Document text:

═══

Pull requests are dead, long live pull requests

These days when I’m reviewing a pull request it feels like I’m talking to an AI bot, because I am. When I ask questions like “Why did you decide to do it this way?” I usually get a response (from a human) that has all the tells of AI-speak. But I’m not mad at the human, I’m mad at my tools.

I can’t ask the human “Why did you decide to use this library?” because the human didn’t make that decision, the AI did. So the human is going to turn around and ask the AI, “Why did you decide to use this library?” And then paste the answer to me. Pre-AI, you asked the developer, not their manager, questions during code review, so why are we asking the manager now? Let’s cut out the middleman.

All the authors of the code should be involved in the review. What I don’t want is to ask a question, and then an AI agent is spun up to try to reverse-engineer the reason something was done. That’s completely wrong. When we ask a human why, we are interrogating their internal thought process; we need information that was not included with the pull request.

With AI, that calculus has changed.

An AI’s chain-of-thought is externally auditable. Your interactions with the AI are externally auditable. Let’s get that context into the review and into source control.

Should we commit every token produced in the making of a pull request? Absolutely not. There’s too much noise. Instead, we should take inspiration from Random Labs’ idea of episodes where agents return transcripts of successful tool calls and conclusions.

Alongside the code involved in a pull request needs to be a transcript of decisions made and why (or why not). This scales with agent swarms: a pre-pull-request step shall concatenate these decision logs and perform some final formatting.

Inline comments in code are okay but they are problematic for a few reasons:

Changes to source files, even for comments generally requires a re-run of a build pipeline: linting, compilation, and tests
These transcripts are going to be way larger than is generally acceptable for an inline comment
Comments generally talk about how code works now and not all the decisions that went into it.

Code reviews need to be wildly different than before.

═══

Dataset records:
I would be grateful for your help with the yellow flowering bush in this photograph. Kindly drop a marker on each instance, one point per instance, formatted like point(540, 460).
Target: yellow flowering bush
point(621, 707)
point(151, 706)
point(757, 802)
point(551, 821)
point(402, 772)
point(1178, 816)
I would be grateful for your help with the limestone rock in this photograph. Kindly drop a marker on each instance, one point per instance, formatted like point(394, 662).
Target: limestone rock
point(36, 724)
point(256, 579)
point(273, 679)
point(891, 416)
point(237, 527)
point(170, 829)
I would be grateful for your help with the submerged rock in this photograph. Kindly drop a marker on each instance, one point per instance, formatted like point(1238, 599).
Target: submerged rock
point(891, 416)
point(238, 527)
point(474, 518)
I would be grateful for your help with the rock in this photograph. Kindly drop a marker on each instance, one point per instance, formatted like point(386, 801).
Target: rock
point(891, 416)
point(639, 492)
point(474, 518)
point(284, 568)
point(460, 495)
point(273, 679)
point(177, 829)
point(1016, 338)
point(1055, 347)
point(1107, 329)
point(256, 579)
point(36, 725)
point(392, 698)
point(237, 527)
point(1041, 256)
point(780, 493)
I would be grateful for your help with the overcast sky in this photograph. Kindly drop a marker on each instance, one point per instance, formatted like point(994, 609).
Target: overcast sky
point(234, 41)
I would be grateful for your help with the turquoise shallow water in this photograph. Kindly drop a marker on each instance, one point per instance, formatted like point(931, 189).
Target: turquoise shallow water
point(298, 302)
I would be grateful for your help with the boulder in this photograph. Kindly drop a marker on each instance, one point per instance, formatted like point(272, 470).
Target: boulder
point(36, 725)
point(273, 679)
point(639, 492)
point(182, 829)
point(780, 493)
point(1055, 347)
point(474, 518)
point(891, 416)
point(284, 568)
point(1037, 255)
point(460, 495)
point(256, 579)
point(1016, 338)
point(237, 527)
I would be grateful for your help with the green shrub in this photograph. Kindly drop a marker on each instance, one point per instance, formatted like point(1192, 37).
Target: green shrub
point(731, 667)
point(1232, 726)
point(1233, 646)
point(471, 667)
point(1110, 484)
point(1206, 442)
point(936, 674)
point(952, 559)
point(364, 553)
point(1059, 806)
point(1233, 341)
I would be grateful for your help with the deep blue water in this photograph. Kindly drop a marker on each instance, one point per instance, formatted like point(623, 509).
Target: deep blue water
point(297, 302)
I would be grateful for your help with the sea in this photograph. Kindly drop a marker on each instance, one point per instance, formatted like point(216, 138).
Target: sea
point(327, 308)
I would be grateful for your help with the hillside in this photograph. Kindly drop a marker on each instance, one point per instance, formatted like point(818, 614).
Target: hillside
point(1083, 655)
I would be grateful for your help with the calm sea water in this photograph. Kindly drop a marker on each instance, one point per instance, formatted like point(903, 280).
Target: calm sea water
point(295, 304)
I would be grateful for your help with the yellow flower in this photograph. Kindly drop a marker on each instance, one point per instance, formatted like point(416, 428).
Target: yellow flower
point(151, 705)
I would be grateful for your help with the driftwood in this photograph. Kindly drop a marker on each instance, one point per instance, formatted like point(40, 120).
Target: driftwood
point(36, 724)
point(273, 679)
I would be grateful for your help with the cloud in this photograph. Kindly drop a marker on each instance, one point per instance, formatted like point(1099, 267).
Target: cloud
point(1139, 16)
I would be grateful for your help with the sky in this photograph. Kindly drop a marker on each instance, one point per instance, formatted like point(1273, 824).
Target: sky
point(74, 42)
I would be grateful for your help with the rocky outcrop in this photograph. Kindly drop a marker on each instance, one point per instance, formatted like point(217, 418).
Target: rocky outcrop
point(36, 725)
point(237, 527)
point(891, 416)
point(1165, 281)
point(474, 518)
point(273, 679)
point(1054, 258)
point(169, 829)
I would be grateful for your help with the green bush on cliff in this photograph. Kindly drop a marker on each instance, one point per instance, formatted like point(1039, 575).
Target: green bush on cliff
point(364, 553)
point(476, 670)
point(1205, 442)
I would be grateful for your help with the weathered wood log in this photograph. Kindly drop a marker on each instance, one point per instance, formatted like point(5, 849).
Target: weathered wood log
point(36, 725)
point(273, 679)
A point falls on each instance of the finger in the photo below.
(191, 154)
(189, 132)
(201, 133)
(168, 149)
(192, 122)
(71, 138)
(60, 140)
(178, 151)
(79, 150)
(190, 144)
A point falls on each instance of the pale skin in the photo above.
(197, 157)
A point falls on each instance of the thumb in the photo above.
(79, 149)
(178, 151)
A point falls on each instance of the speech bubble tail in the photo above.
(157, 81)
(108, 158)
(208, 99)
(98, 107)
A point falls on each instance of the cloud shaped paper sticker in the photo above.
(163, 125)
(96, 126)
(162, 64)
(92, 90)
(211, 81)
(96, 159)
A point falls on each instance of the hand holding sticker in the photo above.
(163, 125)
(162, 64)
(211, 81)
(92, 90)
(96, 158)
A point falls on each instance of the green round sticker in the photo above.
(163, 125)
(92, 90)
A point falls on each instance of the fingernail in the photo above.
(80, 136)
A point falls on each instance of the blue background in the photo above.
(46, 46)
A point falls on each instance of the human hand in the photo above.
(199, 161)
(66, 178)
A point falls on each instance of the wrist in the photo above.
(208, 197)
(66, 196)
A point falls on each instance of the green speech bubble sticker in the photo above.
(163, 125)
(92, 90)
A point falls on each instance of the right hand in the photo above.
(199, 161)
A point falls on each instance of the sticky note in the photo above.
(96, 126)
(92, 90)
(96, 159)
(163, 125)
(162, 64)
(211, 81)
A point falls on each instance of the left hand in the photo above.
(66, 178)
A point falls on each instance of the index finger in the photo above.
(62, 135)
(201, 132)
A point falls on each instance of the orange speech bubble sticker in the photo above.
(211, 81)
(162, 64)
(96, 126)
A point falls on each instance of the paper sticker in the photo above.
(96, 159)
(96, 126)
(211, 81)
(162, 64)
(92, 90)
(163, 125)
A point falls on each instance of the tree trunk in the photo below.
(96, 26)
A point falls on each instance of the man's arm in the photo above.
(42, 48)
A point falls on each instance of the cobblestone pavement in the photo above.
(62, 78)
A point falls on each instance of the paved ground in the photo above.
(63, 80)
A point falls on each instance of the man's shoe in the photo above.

═══

Work request:
Write out the passage of the pull-request article from "All the authors" up to and including "the pull request.". The records can be disregarded here.

Answer to this exercise:
All the authors of the code should be involved in the review. What I don’t want is to ask a question, and then an AI agent is spun up to try to reverse-engineer the reason something was done. That’s completely wrong. When we ask a human why, we are interrogating their internal thought process; we need information that was not included with the pull request.